**What you need to do:** Among the entries, find the lines with the string "dark" and report them.

--- Provided records Enclosed Below ---

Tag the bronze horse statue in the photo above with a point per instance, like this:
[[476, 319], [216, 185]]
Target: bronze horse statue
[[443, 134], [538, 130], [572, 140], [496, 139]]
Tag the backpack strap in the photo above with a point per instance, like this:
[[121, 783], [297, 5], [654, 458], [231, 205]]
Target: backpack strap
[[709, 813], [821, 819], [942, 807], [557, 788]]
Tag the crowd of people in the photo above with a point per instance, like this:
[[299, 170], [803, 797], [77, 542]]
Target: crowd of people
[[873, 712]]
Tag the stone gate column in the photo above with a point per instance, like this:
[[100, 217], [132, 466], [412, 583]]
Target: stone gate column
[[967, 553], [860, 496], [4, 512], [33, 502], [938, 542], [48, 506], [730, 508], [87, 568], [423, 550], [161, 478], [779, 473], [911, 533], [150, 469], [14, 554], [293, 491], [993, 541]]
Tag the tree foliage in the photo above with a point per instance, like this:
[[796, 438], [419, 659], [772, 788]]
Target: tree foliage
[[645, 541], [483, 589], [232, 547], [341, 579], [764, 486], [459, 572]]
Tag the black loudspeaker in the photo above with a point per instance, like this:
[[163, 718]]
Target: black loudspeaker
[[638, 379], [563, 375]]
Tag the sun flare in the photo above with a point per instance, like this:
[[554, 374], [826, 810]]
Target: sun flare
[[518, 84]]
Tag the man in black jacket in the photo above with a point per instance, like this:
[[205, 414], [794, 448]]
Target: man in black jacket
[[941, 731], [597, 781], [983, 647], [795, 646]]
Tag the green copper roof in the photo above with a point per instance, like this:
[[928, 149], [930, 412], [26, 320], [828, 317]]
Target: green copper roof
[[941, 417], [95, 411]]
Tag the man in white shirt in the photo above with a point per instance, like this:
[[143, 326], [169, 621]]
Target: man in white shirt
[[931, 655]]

--- End of Enclosed Provided records ---
--- Provided records Enclosed Below ---

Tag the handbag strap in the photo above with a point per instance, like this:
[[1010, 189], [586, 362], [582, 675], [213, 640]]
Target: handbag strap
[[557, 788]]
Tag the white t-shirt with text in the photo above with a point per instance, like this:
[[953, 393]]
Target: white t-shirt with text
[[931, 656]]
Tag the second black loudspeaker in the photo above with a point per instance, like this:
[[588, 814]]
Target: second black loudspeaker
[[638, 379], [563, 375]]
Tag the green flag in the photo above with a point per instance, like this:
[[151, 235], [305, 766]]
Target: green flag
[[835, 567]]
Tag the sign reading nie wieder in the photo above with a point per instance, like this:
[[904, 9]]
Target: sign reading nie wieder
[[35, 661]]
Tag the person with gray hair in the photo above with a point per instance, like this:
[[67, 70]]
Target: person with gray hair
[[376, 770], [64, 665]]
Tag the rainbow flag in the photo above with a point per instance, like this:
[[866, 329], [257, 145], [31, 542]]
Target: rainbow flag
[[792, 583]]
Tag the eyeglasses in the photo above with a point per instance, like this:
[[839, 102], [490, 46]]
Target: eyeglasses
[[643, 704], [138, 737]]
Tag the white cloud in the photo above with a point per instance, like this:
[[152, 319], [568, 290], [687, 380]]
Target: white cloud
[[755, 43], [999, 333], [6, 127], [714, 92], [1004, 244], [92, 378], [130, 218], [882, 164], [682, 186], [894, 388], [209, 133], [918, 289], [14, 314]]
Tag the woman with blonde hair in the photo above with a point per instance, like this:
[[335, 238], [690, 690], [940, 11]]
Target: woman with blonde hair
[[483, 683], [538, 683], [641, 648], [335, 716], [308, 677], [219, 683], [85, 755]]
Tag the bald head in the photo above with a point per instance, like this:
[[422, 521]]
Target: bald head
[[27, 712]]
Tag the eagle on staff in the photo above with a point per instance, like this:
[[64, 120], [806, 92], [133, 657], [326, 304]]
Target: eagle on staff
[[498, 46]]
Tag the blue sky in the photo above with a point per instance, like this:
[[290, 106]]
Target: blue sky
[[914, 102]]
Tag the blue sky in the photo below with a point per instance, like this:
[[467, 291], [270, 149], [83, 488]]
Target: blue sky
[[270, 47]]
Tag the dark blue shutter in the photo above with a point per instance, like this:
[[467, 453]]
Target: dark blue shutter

--- End of Enclosed Provided records ---
--- Provided records Enclosed Below ---

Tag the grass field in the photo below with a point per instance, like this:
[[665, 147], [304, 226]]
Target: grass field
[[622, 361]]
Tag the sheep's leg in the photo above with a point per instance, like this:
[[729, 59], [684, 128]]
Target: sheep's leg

--- End of Enclosed Provided records ---

**Finished exercise:**
Tag the dark blue shutter in the photo above with a point per instance, like this:
Target: dark blue shutter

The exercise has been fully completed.